Dataset rows |
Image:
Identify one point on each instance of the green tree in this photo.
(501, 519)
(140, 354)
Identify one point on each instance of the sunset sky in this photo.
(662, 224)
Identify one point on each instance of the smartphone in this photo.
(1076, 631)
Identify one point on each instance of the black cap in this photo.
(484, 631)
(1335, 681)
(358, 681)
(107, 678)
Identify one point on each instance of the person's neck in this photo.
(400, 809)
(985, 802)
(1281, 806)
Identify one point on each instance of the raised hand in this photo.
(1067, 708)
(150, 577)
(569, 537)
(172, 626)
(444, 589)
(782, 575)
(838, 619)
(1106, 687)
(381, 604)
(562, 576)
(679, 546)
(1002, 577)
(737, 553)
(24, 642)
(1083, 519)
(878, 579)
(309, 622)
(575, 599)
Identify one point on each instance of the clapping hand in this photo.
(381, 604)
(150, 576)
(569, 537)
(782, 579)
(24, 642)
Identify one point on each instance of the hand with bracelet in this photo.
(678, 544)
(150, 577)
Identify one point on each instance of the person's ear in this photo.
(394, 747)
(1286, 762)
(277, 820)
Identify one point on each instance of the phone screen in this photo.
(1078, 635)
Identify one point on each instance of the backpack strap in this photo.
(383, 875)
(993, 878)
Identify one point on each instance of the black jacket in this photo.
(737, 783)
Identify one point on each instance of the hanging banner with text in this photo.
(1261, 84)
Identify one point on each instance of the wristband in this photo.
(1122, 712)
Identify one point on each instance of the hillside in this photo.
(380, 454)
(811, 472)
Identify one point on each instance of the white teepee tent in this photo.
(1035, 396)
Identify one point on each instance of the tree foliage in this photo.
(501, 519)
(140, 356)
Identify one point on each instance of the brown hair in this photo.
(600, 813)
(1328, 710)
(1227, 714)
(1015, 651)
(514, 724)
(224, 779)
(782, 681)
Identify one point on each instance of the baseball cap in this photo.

Task prompt | Put the records into a Markdown table with a "Number" column and a "Text" column, one numbered row per line, with blank lines left out. Begin at the line that has "Identify one point on each instance of the brown", and stop after the last line of the records.

Result of the task |
| Number | Text |
|---|---|
| 1 | Identify one point on each instance of the brown hair in this photo. |
| 2 | (600, 813) |
| 3 | (1328, 710) |
| 4 | (1227, 714) |
| 5 | (1015, 651) |
| 6 | (514, 724) |
| 7 | (224, 779) |
| 8 | (782, 681) |
| 9 | Identify one point on each instance of the baseball cap in this photo. |